» **Available records**:
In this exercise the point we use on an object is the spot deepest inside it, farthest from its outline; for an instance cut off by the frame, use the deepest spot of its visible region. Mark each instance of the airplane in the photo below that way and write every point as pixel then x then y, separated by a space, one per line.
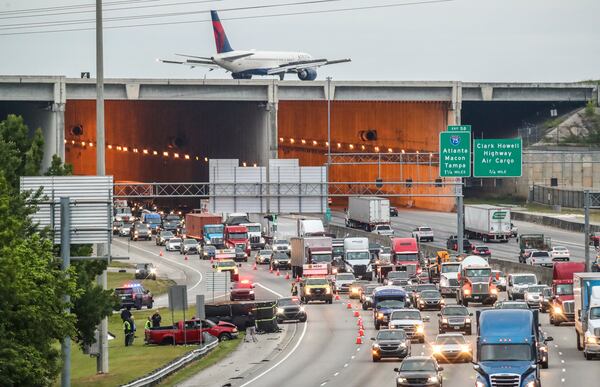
pixel 245 64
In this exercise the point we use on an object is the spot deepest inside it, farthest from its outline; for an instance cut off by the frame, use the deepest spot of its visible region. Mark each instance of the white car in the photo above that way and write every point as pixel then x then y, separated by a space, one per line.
pixel 539 258
pixel 423 234
pixel 343 282
pixel 174 244
pixel 383 229
pixel 560 253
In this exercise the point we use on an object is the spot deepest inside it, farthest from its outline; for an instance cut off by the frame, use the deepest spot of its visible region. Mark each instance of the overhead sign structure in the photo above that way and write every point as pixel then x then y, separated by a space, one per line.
pixel 459 128
pixel 455 154
pixel 502 157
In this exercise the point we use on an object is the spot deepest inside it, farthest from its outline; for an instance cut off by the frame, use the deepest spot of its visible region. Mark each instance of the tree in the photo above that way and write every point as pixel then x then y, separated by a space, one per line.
pixel 32 288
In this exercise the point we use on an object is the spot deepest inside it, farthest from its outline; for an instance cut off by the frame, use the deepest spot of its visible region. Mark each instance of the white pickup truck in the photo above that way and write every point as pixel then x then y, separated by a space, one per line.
pixel 423 234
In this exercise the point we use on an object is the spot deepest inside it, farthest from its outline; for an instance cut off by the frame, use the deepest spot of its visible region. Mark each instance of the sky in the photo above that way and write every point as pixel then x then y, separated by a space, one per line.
pixel 465 40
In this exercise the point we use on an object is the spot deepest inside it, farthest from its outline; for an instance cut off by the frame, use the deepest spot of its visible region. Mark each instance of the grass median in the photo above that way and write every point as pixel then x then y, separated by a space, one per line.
pixel 129 363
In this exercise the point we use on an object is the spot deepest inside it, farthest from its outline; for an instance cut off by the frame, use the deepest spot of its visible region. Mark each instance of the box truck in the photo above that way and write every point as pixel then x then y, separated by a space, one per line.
pixel 488 223
pixel 367 212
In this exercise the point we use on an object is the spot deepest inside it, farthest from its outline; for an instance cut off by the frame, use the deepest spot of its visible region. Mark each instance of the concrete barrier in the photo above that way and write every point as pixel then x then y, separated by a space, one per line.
pixel 543 274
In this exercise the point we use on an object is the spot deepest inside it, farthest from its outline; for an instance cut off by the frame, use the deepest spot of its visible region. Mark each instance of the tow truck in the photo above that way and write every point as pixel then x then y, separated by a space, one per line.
pixel 315 285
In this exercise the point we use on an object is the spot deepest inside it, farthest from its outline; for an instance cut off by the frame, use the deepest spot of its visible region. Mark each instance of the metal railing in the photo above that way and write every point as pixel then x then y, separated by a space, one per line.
pixel 160 374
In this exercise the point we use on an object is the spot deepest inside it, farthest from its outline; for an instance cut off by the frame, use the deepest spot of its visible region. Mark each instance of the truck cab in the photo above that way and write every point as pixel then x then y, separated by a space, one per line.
pixel 562 304
pixel 405 255
pixel 507 348
pixel 357 257
pixel 385 300
pixel 475 282
pixel 257 241
pixel 237 237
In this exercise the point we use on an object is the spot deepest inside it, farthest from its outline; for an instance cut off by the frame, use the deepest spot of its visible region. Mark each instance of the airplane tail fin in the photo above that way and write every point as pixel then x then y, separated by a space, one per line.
pixel 220 38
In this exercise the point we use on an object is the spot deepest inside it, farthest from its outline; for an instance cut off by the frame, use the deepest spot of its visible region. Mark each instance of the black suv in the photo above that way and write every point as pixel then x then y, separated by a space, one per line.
pixel 455 318
pixel 390 343
pixel 134 296
pixel 452 244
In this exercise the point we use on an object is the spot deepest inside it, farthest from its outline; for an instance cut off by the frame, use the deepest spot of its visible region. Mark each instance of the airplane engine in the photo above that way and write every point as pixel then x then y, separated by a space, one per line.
pixel 307 74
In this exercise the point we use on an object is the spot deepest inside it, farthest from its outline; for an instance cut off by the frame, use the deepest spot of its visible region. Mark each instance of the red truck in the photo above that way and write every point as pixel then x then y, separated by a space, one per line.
pixel 562 306
pixel 405 255
pixel 170 335
pixel 237 236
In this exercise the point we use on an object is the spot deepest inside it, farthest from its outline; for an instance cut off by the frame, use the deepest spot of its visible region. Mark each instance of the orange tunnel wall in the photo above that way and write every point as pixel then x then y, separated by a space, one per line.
pixel 409 126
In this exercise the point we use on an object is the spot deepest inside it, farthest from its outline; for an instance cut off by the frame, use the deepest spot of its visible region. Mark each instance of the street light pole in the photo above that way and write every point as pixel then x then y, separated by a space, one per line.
pixel 102 249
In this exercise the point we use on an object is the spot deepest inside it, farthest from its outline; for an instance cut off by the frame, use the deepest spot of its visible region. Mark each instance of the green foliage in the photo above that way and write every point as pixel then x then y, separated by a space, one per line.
pixel 32 287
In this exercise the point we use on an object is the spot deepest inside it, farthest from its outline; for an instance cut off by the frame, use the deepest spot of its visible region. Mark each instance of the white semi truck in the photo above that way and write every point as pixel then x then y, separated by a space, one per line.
pixel 488 223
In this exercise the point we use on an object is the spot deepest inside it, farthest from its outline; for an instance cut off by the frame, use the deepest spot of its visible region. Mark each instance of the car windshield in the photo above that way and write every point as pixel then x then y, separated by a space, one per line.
pixel 405 315
pixel 320 258
pixel 454 311
pixel 564 289
pixel 391 335
pixel 345 277
pixel 417 365
pixel 391 304
pixel 430 294
pixel 450 339
pixel 505 352
pixel 317 281
pixel 214 230
pixel 397 275
pixel 356 255
pixel 406 257
pixel 524 280
pixel 478 272
pixel 535 289
pixel 288 302
pixel 450 268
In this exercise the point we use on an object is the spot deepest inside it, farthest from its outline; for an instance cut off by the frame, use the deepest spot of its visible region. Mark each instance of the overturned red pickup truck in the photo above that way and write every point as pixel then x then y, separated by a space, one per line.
pixel 175 334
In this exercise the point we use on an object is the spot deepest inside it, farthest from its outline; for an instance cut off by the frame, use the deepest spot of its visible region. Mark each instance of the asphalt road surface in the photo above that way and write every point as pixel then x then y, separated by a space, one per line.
pixel 323 351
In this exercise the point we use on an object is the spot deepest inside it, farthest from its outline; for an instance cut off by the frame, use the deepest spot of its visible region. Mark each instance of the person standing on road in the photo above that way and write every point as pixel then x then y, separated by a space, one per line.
pixel 156 319
pixel 128 330
pixel 250 328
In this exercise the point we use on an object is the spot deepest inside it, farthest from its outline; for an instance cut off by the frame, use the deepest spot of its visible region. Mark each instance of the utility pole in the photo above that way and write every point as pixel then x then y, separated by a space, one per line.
pixel 102 249
pixel 65 252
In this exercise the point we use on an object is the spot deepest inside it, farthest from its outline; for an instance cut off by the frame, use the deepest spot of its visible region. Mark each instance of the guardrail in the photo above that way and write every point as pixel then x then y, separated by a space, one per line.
pixel 543 274
pixel 156 376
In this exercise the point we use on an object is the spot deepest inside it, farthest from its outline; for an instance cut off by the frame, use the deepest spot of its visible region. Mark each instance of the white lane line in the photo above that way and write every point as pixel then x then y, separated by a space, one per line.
pixel 168 259
pixel 268 289
pixel 284 358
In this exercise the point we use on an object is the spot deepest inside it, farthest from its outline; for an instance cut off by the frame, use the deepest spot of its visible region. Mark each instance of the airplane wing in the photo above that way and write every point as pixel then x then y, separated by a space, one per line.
pixel 300 65
pixel 192 62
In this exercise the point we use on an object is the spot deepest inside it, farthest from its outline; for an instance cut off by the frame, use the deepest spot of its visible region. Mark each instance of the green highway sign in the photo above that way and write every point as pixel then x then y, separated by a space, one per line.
pixel 502 157
pixel 459 128
pixel 455 154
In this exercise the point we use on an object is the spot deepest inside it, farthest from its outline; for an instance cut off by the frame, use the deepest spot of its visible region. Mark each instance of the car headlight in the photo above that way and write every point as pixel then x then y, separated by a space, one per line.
pixel 557 310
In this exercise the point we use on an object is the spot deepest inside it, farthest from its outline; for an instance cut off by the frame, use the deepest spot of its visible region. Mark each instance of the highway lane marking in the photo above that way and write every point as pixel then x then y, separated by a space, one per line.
pixel 282 360
pixel 168 259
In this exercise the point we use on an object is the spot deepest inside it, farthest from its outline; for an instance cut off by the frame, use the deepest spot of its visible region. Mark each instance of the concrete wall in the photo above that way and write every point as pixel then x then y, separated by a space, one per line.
pixel 408 126
pixel 202 129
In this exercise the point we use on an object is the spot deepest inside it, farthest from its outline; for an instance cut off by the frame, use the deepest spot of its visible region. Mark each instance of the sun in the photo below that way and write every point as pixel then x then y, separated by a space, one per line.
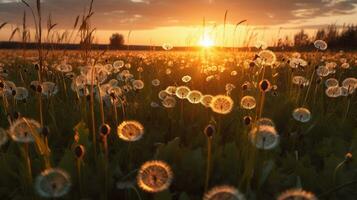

» **Task instructions**: Format everything from the line containing "of the highway" down to the end of the items as a Markdown table with the columns Row and Text, numbering each line in Row and skipping blank lines. Leave the pictures out.

» **Solution for this problem**:
| Row | Text |
|---|---|
| 1 | In this exercise the point we use on an object is the spot deepest inside it, farthest from its outline; for an instance cut off by the frame, use the deepest spot of its visible region. Mark each instance of the highway lane marking in the photo above that way and write every point as pixel then x then y, separated by a space, one per line. |
| 2 | pixel 282 360 |
| 3 | pixel 168 259 |
| 4 | In this exercise the point we use on an object is the spot deepest inside it, farthest from its outline; for an instance cut off by the frame, use the deepest spot of its visible region. Mark each instance of the concrete wall in the photo above that way and write every point as pixel then x then y, separated by a space, one per line. |
| 5 | pixel 408 126 |
| 6 | pixel 202 129 |
| 7 | In this exercise the point we use on an object is the spot deepest inside it, farthest from its outline; for an instance cut off by the frame, use the deepest spot of its visible region. Mark each instance of the sun in the photo below that way and write every point as pixel then x then y, separated by a space, one per line. |